Once the line with "Put a pin on every instance of the muffin top" is found in the data, output it and each following line exactly, up to and including the line with "Target = white paper muffin liner", and nothing before or after.
----- PROVIDED RECORDS
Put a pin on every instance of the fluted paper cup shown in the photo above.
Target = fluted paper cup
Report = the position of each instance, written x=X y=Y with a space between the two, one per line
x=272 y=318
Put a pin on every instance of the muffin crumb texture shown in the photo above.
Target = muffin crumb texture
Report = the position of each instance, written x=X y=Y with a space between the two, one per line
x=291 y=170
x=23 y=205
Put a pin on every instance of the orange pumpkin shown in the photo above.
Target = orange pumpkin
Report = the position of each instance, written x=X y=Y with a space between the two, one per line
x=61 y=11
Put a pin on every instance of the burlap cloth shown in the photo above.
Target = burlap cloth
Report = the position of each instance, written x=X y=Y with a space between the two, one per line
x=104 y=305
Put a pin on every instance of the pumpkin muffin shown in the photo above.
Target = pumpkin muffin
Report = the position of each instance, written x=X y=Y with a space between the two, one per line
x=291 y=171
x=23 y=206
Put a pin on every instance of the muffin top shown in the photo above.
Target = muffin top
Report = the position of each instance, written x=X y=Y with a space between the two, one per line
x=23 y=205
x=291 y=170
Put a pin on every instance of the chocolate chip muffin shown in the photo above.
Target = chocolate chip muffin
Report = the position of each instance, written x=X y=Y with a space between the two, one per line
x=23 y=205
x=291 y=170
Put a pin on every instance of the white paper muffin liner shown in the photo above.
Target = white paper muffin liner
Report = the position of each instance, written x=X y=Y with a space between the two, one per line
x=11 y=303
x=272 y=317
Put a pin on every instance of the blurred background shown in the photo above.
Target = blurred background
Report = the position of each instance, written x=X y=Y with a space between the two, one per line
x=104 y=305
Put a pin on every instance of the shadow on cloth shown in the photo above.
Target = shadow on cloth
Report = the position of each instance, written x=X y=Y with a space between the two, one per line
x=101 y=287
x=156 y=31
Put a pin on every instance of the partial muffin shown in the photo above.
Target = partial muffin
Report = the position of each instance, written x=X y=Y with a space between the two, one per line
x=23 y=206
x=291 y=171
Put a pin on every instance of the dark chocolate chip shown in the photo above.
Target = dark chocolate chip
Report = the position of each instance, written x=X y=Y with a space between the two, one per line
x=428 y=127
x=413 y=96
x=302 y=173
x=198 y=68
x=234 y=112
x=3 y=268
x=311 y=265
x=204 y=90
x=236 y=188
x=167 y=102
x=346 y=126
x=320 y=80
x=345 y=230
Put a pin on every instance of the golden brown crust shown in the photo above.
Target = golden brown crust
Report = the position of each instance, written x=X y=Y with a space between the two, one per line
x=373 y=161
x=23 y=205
----------
RESPONSE TO THE TASK:
Put a pin on every instance of the muffin top shown in the photo above.
Target = muffin top
Report = the position of each instance, written x=X y=Y with a space between the two, one per line
x=23 y=205
x=291 y=170
Put a pin on every instance of the chocolate chip muffin shown in the photo above.
Target = chocolate chip muffin
Report = the position of each instance, written x=X y=Y with a space between the two, one per line
x=23 y=205
x=291 y=170
Put a pin on every instance of the white paper muffin liner shown in the photo above.
Target = white paper muffin liner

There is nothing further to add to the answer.